### [Actions to take]
1. For each statement about the event listing below, answer yes or no as to whether it agrees with the listing, and quote the listing's deciding words: (a) The photographer's exhibit is titled Clubs & Halls 1978-1991. (b) Raymund Ryan is a curator at the Heinz Architectural Center. (c) Ruth Estévez is an architect.
2. Rewrite the passage of the event listing that begins with the words "Does a gallery" and stops after "from Spoke Bicycle Cafe.", substituting "packed dinner" for "picnic".
3. According to the event listing, what is the name of Leonard's weekly photo column in LA Observed?

[[ Text, beginning ]]

His work memorializes not just the bands, but also the fans and the clubs where they played.  The photographer discusses his exhibit Clubs & Halls 1978-1991 with USC professor and writer Josh Kun.

Leonard continues his documentation of Los Angeles, the mundane to the magnificent, in his weekly photo column Take My Picture Gary Leonard in LA Observed.

When: Thursday, August 9, 7 – 11 pm

Where:  il caffè,  855 S Broadway, Los Angeles, California 90014

Tickets: Free

Jeppe Hein: A New End, Art and the Landscape, Massachusetts (The original image is no longer available, please contact KCRW if you need access to the original image.)

3) A Global Perspective: Art in the Landscape

Does a gallery need walls?  Must a museum house a collection? In sites around the world artists and curators are experimenting with outdoor installation, intervening in structures and working in nature: pastoral, denigrated or wild.  This unboxed, open-air art practice is supported by a less formal notion of museum or gallery, a dispersed version where environment is central, where old and new can cohabitate and art can engage with the existing space.

Looking beyond Los Angeles, Raymund Ryan, Curator at the Heinz Architectural Center, Carnegie Museum of Art, Pittsburgh will moderate a discussion of cultural figures in this evolving paradigm.  Panelists include architect Edwin Chan; independent curator Ruth Estévez, and others.

Consider bringing a picnic to the event or pre-ordering a box lunch from Spoke Bicycle Cafe.

[[ Text, end ]]
[[ Dataset extract, beginning ]]

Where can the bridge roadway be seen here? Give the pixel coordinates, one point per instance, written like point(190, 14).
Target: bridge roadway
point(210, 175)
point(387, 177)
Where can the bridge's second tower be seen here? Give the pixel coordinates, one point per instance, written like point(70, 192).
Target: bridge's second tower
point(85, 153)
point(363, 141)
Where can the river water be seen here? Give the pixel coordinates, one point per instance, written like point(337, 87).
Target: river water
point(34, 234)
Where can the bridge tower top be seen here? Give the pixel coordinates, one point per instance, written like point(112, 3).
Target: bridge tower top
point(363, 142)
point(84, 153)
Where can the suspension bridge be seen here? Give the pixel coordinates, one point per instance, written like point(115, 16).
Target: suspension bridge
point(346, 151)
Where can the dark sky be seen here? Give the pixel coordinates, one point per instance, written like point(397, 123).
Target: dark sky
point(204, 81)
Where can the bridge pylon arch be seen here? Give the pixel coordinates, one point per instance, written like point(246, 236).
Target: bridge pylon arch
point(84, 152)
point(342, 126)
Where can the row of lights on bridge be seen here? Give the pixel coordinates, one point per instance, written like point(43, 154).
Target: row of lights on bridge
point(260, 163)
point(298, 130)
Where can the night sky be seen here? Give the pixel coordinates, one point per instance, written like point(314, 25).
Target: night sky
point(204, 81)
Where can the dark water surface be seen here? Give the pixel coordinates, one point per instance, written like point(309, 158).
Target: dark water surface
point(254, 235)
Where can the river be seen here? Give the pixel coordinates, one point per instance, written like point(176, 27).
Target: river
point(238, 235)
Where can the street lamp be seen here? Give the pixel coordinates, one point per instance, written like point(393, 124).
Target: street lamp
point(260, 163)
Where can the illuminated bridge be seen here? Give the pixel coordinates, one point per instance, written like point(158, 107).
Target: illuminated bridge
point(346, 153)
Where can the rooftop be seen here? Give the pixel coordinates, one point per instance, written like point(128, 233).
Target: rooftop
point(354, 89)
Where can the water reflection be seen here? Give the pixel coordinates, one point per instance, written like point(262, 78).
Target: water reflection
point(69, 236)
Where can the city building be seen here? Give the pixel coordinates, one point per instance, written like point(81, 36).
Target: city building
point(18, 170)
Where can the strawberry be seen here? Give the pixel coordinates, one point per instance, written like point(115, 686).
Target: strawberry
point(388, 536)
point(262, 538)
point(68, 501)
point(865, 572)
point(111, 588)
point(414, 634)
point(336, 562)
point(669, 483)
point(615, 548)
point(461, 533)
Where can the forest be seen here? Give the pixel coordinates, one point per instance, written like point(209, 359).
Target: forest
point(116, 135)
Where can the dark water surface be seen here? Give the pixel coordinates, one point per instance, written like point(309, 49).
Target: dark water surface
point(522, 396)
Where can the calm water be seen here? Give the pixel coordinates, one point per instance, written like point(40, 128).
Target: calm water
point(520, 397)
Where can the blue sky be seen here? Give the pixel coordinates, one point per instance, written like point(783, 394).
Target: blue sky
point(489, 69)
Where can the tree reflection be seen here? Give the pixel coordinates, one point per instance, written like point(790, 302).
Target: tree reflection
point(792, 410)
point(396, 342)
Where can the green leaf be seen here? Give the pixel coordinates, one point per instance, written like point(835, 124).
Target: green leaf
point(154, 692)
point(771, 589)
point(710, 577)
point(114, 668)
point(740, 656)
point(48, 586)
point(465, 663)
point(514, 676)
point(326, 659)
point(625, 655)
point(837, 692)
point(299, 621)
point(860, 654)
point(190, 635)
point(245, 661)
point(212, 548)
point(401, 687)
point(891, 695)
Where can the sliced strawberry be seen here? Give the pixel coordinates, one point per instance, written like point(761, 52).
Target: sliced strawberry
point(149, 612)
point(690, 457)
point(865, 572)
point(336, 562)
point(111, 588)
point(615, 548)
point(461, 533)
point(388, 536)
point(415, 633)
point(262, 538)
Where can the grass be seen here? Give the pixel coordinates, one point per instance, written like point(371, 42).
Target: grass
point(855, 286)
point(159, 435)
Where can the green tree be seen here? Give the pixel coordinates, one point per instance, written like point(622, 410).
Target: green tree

[[ Dataset extract, end ]]

### [Results of the tasks]
1.
(a) Yes: "The photographer discusses his exhibit Clubs & Halls 1978-1991"
(b) Yes: "Raymund Ryan, Curator at the Heinz Architectural Center, Carnegie Museum of Art, Pittsburgh"
(c) No: "independent curator Ruth Estévez"

2.
Does a gallery need walls?  Must a museum house a collection? In sites around the world artists and curators are experimenting with outdoor installation, intervening in structures and working in nature: pastoral, denigrated or wild.  This unboxed, open-air art practice is supported by a less formal notion of museum or gallery, a dispersed version where environment is central, where old and new can cohabitate and art can engage with the existing space.

Looking beyond Los Angeles, Raymund Ryan, Curator at the Heinz Architectural Center, Carnegie Museum of Art, Pittsburgh will moderate a discussion of cultural figures in this evolving paradigm.  Panelists include architect Edwin Chan; independent curator Ruth Estévez, and others.

Consider bringing a packed dinner to the event or pre-ordering a box lunch from Spoke Bicycle Cafe.

3. Take My Picture Gary Leonard